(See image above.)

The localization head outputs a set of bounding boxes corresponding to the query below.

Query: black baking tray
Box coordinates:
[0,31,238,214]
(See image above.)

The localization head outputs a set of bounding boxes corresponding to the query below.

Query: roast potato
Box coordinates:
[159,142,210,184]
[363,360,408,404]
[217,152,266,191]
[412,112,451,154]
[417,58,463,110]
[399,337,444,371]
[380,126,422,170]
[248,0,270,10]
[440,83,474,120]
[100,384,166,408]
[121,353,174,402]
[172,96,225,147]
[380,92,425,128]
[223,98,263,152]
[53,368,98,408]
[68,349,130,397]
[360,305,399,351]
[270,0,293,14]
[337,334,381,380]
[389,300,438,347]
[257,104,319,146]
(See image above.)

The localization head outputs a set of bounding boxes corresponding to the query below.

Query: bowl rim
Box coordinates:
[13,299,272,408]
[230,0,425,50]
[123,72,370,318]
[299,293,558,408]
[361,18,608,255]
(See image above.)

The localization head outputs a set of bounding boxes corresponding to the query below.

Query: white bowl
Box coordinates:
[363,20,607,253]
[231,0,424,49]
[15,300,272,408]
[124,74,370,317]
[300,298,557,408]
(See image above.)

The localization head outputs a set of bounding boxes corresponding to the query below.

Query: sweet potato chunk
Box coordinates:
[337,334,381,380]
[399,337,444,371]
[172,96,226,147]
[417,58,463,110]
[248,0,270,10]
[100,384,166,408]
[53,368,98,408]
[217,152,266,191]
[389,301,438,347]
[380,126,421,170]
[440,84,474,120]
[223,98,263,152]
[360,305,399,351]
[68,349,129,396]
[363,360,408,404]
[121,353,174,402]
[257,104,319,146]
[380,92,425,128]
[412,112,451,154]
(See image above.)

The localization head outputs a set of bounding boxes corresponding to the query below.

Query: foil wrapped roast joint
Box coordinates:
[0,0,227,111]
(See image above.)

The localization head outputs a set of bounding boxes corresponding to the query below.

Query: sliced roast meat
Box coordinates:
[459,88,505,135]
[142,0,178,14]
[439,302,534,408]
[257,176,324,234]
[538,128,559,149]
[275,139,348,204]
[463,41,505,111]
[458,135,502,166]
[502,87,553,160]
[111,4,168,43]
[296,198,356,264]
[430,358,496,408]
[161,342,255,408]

Objective -> Please retype all of the data above line for line, changing nothing.

Result of this exercise ->
(See image above.)

The localization head outputs a set of bounding boxes corresponding to the query below.

Query: black baking tray
Box coordinates:
[0,31,238,214]
(See image above.)

The localization head outputs a set of bounding boxes corresponding to the query below.

Query: roast potato
Box coordinates:
[159,142,210,184]
[363,360,408,404]
[217,152,266,191]
[412,112,451,154]
[417,58,463,110]
[399,337,444,371]
[380,126,422,170]
[248,0,270,10]
[440,83,474,120]
[100,384,166,408]
[121,353,174,402]
[172,96,225,147]
[380,92,425,128]
[223,98,263,152]
[53,368,98,408]
[68,349,130,397]
[360,305,399,351]
[270,0,293,14]
[337,334,381,380]
[389,300,438,347]
[257,104,319,146]
(See image above.)

The localization head outputs a set of bounding boxes corresponding to the query below.

Query: bowl rim
Box coordinates:
[13,299,272,408]
[230,0,425,50]
[123,72,370,318]
[299,293,558,408]
[361,18,608,255]
(See image above.)

The localization head outputs a set of bounding boxes corresponding to the query below.

Query: white bowl
Box coordinates:
[363,20,607,253]
[231,0,424,49]
[15,300,272,408]
[124,74,370,317]
[300,298,557,408]
(See image above.)

The localization head outputs a set of bounding boxes corresponding to the query below.

Query: sweet potato chunk
Box coordinates:
[337,334,381,380]
[399,337,444,371]
[172,96,226,147]
[417,58,463,110]
[248,0,270,10]
[100,384,166,408]
[53,368,98,408]
[217,152,266,191]
[389,301,438,347]
[380,126,421,170]
[440,84,474,120]
[223,98,263,152]
[360,305,399,351]
[68,349,129,396]
[363,360,408,404]
[121,353,174,402]
[257,104,319,146]
[380,92,425,128]
[412,112,451,154]
(See image above.)

The localization head outputs a set of bounding boxes corresponding to the query below.

Query: foil wrapped roast joint
Box coordinates:
[0,0,227,111]
(See image above.)

The localization head outputs a set of bounding boxes corresponding to the query below.

Query: sliced roast meat
Box coordinates:
[459,88,505,135]
[142,0,178,14]
[439,302,534,408]
[257,176,324,234]
[538,128,559,149]
[275,139,348,204]
[463,41,505,111]
[458,135,502,166]
[502,87,553,160]
[111,4,168,43]
[296,198,356,264]
[430,358,496,408]
[161,342,255,408]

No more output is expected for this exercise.